Restate the whole listing exactly, leaving nothing out.

::: SOURCE MATERIAL :::

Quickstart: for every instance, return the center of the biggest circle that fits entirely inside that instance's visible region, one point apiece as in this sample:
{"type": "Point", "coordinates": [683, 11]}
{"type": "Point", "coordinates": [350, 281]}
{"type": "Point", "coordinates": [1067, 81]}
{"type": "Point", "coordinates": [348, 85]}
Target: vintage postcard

:::

:: TASK OUTPUT ::
Quickstart: for every instance, return the center of the biggest circle that fits entirely inside that instance's visible region, one point apiece as in this sample:
{"type": "Point", "coordinates": [683, 11]}
{"type": "Point", "coordinates": [350, 281]}
{"type": "Point", "coordinates": [1067, 81]}
{"type": "Point", "coordinates": [348, 85]}
Target: vintage postcard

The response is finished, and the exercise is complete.